* [Requirement]
Copy these lines exactly as they appear, starting with the line that contains "mark the mulch bed | one pin per instance." and continuing through the end of the lines, both ends included.

__________

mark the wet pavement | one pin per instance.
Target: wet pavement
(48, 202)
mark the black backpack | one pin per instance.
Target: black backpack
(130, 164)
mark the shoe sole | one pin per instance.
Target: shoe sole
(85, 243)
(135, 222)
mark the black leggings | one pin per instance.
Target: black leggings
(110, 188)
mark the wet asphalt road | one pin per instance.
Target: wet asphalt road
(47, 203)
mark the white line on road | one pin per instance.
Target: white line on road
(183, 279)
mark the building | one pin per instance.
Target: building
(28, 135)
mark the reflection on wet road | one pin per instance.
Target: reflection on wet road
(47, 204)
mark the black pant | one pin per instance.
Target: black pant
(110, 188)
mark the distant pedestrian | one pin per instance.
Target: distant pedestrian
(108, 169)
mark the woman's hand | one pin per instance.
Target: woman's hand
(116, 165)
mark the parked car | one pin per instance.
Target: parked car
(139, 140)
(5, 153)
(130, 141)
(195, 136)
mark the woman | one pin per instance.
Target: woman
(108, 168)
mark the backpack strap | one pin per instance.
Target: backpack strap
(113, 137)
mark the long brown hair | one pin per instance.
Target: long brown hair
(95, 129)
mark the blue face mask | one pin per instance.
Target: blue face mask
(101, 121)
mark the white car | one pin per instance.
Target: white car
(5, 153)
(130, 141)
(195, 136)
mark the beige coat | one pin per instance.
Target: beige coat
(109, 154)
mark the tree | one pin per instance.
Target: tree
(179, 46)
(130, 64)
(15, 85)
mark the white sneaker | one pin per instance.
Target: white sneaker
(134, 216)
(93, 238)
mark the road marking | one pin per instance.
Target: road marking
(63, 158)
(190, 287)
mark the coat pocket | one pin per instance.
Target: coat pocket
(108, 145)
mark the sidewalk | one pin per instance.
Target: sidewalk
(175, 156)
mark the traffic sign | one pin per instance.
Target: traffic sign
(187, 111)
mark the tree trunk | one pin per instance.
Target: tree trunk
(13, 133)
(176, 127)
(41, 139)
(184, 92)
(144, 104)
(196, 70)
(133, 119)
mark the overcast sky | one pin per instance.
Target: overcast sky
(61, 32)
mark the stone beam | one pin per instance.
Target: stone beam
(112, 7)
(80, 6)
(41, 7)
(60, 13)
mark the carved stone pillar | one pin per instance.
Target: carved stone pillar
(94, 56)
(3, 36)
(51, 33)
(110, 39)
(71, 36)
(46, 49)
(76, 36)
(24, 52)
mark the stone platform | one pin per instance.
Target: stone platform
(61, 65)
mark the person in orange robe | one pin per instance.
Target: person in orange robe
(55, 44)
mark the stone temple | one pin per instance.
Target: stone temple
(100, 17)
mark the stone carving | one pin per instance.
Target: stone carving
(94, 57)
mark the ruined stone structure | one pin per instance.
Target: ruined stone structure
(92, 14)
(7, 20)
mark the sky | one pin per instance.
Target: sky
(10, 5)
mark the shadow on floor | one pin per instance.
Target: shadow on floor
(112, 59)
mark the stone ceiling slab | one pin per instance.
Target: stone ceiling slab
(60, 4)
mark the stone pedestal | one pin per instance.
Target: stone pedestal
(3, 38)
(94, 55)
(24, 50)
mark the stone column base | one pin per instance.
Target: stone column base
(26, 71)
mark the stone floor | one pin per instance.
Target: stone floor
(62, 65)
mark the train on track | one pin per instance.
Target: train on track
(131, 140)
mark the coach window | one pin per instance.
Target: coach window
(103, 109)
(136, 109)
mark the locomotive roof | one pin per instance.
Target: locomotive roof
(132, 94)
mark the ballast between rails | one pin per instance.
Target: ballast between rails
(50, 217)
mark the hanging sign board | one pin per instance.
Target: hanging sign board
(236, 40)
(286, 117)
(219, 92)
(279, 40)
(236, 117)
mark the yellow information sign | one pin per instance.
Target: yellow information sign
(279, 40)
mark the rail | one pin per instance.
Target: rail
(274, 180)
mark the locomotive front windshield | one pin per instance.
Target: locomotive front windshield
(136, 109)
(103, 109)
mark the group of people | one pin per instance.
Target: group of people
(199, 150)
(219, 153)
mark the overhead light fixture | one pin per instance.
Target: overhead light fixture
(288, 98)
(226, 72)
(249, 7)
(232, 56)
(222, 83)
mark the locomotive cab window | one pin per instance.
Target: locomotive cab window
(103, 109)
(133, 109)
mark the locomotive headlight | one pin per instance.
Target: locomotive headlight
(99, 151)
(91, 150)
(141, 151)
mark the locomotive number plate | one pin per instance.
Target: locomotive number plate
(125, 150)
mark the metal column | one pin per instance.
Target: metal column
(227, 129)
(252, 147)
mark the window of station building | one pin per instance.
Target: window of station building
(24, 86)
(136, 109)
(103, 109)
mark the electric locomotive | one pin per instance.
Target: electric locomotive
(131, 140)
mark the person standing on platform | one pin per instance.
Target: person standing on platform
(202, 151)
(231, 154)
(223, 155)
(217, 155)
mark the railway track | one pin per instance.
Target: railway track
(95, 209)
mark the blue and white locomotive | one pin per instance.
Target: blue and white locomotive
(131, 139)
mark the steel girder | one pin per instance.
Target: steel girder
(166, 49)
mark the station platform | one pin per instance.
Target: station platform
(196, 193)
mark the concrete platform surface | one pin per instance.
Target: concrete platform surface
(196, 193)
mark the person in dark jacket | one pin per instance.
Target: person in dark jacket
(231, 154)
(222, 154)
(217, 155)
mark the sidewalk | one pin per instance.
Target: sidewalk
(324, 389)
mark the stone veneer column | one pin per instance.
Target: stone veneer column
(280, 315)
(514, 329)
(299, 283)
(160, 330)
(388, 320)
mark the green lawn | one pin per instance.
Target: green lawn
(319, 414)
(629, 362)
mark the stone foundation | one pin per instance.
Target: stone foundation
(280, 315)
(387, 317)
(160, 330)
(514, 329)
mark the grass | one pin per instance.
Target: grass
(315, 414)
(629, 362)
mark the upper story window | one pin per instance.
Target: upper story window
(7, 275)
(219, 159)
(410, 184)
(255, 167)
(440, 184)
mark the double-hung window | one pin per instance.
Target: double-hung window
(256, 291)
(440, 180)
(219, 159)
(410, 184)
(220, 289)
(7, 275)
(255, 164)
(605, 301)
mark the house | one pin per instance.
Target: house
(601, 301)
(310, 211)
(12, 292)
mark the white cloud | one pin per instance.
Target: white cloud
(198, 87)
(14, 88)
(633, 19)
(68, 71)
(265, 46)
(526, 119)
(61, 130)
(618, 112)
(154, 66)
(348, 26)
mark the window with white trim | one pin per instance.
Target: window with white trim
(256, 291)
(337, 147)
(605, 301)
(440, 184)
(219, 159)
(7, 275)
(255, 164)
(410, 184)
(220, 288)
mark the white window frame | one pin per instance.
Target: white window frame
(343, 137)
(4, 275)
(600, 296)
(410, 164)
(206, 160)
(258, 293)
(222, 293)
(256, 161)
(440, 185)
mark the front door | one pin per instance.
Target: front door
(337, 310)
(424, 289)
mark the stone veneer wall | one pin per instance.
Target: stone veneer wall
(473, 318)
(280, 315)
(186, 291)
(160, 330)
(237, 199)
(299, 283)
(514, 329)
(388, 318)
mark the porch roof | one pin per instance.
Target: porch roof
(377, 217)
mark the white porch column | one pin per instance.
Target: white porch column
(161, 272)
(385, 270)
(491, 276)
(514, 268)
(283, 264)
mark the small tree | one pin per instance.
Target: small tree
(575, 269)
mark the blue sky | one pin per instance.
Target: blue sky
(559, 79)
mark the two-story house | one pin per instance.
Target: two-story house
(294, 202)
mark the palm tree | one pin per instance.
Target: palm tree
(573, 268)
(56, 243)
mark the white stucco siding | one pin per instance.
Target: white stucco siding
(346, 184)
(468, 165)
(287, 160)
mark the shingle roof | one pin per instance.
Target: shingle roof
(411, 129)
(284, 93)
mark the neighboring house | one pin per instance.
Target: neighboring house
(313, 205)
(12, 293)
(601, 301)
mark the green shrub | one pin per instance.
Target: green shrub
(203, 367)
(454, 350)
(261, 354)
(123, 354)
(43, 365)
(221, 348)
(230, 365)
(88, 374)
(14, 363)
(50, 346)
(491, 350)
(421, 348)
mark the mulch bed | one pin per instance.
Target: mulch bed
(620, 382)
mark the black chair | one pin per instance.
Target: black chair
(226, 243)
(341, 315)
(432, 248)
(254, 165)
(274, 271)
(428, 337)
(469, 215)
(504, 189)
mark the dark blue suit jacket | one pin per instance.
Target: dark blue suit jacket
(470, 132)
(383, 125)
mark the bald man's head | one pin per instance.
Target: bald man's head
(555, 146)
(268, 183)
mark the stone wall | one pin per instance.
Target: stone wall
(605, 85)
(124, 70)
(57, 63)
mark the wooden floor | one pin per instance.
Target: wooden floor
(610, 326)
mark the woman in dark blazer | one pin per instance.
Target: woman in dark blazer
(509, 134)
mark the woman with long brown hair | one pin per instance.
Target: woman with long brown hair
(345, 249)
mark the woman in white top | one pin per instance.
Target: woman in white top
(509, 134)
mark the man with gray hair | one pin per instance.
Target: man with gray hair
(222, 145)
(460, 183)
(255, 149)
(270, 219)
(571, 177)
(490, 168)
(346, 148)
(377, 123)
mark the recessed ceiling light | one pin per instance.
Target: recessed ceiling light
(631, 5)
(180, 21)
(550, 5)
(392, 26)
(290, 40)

__________

* [Task output]
mark the mulch bed | one pin per instance.
Target: mulch bed
(620, 382)
mark the black chair | one pin per instance.
Target: black chair
(226, 243)
(341, 315)
(432, 248)
(254, 165)
(274, 271)
(428, 337)
(469, 215)
(504, 189)
mark the dark blue suit jacket | one pin per instance.
Target: dark blue suit jacket
(470, 132)
(383, 125)
mark the bald man's head | one pin per instance.
Target: bald man's head
(555, 146)
(268, 183)
mark the stone wall | one pin per instance.
Target: stone wall
(605, 85)
(124, 70)
(57, 63)
mark the wooden floor | one pin per instance.
Target: wooden floor
(610, 326)
mark the woman in dark blazer | one pin per instance.
Target: woman in dark blazer
(509, 134)
mark the woman with long brown hair | one pin per instance.
Target: woman with long brown hair
(345, 249)
mark the woman in white top | one pin per instance.
Target: woman in white top
(509, 134)
mark the man with gray hair | one pin per instance.
Target: man with gray hair
(222, 145)
(460, 183)
(255, 149)
(270, 219)
(571, 177)
(490, 168)
(346, 148)
(377, 123)
mark the recessed ceiling light | one pin per instance.
Target: recessed ceiling light
(631, 5)
(180, 21)
(550, 5)
(392, 26)
(290, 40)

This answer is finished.